• **Task details**:
For the records that follow, please set down exactly the lines between the one holding "Target: man's face" and the one holding "the man's eye.", inclusive, and only those.

• **Material for this exercise**:
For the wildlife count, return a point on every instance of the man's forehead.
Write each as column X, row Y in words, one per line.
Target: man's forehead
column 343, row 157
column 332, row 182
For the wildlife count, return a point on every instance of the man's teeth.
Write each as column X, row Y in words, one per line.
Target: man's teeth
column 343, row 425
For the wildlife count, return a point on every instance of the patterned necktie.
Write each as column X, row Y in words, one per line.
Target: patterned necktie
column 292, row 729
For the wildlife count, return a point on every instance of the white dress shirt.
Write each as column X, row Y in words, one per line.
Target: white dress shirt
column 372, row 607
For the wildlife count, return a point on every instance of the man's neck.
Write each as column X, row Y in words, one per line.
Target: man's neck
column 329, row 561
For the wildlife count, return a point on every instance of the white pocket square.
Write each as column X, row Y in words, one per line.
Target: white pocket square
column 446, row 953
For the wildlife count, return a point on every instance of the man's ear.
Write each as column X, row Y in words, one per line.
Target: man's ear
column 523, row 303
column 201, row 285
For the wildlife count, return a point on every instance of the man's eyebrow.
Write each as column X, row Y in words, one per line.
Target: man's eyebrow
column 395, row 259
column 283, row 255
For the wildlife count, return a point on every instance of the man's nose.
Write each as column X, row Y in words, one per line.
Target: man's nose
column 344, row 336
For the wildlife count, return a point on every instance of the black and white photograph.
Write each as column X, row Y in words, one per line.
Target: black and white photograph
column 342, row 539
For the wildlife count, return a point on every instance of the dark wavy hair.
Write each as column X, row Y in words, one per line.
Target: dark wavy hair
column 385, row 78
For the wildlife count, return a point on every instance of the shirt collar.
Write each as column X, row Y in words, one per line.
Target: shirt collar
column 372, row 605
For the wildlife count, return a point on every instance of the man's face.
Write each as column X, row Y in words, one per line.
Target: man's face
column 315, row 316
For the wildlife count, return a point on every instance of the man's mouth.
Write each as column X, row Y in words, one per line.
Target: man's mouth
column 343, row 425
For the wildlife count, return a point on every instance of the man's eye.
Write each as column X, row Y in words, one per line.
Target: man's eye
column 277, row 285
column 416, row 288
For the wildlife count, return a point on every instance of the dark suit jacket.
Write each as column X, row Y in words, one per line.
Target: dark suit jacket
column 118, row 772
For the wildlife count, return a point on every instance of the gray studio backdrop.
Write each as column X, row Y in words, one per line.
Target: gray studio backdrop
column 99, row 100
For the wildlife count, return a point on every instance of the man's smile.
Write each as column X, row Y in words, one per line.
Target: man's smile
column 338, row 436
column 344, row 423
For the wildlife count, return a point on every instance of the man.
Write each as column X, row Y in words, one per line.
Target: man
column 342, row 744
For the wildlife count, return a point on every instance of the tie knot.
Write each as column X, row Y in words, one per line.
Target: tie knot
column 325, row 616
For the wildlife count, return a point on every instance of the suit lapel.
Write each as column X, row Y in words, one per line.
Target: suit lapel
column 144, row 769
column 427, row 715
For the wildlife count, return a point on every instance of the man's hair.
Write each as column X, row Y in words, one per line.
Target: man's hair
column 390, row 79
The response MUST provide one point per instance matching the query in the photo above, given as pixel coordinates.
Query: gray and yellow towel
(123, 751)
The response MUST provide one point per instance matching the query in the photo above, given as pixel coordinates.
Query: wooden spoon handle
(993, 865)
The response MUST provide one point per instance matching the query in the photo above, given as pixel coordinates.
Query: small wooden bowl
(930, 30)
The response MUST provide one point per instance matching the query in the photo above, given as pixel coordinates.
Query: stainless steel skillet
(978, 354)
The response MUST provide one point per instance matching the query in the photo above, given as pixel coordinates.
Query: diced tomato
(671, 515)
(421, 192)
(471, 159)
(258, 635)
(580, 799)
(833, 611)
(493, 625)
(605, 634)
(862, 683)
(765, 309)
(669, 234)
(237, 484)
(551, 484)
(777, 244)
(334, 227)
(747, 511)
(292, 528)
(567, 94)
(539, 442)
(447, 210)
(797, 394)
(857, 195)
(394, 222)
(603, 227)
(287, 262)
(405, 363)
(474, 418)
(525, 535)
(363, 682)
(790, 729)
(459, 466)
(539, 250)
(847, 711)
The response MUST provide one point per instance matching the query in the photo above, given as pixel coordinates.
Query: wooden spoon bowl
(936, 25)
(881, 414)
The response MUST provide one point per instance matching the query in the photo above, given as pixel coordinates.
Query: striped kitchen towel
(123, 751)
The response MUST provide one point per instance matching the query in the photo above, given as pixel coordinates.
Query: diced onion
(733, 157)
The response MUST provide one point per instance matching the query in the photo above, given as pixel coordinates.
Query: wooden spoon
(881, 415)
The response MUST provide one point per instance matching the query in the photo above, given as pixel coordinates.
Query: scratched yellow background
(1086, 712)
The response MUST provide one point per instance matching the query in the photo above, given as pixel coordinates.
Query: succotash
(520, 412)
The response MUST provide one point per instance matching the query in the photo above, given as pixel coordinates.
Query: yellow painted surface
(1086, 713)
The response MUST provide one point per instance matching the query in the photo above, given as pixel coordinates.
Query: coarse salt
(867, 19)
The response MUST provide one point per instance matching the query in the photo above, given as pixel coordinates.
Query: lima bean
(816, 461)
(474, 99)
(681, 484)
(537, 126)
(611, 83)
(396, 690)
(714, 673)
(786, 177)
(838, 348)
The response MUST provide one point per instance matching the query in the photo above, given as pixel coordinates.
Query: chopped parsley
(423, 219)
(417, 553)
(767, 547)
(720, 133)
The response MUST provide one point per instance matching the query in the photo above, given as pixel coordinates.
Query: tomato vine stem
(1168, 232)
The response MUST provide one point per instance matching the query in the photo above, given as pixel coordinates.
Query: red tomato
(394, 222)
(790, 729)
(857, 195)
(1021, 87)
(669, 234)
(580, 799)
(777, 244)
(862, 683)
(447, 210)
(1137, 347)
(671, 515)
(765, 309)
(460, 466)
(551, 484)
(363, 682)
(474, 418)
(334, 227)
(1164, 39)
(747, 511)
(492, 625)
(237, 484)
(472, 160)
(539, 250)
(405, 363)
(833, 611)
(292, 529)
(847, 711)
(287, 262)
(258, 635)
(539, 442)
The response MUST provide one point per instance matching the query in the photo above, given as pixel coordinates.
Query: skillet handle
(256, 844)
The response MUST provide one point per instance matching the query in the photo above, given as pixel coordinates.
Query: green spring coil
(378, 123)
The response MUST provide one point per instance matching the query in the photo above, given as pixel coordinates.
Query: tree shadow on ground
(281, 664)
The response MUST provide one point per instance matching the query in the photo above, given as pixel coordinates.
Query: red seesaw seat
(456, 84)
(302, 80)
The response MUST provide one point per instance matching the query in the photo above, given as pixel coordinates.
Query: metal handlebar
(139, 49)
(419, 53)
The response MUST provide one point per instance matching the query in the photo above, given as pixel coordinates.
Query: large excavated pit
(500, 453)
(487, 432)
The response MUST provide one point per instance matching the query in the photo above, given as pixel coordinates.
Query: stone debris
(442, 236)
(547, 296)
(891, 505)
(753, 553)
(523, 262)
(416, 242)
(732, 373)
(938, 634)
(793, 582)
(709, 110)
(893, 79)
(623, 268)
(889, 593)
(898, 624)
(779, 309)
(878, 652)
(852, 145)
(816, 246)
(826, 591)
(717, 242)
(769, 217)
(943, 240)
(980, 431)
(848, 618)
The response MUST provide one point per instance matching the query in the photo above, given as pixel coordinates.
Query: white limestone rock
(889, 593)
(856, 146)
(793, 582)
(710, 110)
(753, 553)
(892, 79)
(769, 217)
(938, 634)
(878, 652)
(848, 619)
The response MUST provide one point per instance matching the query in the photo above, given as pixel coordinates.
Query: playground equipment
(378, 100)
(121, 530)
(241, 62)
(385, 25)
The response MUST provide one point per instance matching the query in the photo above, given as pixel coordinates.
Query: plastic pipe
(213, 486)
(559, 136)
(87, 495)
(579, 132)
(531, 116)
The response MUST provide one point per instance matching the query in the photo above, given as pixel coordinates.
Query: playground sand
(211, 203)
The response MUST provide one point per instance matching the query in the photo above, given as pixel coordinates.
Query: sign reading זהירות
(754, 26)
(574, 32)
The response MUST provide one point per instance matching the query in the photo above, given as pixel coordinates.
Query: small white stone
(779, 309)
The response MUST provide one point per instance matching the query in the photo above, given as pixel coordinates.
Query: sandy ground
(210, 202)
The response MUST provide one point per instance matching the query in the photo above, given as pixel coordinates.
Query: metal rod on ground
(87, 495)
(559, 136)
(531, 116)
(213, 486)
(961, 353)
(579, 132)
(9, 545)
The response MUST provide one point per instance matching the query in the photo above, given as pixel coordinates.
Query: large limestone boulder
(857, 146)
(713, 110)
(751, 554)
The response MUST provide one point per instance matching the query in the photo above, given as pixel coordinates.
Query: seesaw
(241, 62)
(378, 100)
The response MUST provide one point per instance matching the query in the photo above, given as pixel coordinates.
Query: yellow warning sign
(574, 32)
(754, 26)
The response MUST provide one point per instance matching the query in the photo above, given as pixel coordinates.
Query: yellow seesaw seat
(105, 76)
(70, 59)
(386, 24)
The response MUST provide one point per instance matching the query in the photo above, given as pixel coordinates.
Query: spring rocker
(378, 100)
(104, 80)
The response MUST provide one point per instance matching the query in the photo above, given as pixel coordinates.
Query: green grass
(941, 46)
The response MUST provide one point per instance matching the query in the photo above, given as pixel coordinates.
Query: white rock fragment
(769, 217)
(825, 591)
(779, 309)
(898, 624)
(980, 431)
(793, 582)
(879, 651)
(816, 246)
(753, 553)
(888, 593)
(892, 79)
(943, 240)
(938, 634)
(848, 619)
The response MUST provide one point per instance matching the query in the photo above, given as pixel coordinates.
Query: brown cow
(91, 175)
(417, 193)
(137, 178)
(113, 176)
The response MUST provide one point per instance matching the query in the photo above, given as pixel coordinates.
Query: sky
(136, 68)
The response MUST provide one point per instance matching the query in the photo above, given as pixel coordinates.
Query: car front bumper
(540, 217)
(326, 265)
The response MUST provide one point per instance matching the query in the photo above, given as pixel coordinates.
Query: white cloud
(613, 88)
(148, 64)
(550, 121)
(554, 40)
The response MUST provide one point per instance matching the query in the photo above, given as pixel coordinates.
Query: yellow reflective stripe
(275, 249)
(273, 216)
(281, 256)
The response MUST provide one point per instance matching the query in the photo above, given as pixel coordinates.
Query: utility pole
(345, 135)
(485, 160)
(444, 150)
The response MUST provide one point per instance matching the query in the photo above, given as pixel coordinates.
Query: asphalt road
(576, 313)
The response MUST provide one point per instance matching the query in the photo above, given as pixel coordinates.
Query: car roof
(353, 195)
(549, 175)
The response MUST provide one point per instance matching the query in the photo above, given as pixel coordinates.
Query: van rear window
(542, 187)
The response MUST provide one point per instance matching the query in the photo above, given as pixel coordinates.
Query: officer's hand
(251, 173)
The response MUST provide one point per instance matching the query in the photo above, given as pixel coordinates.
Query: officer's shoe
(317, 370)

• **Reply**:
Target: man's face
column 315, row 316
For the wildlife count, return a point on every instance of the man's mouth.
Write each as column X, row Y in words, one per line.
Target: man's mouth
column 343, row 425
For the wildlife count, return a point on every instance of the man's eye.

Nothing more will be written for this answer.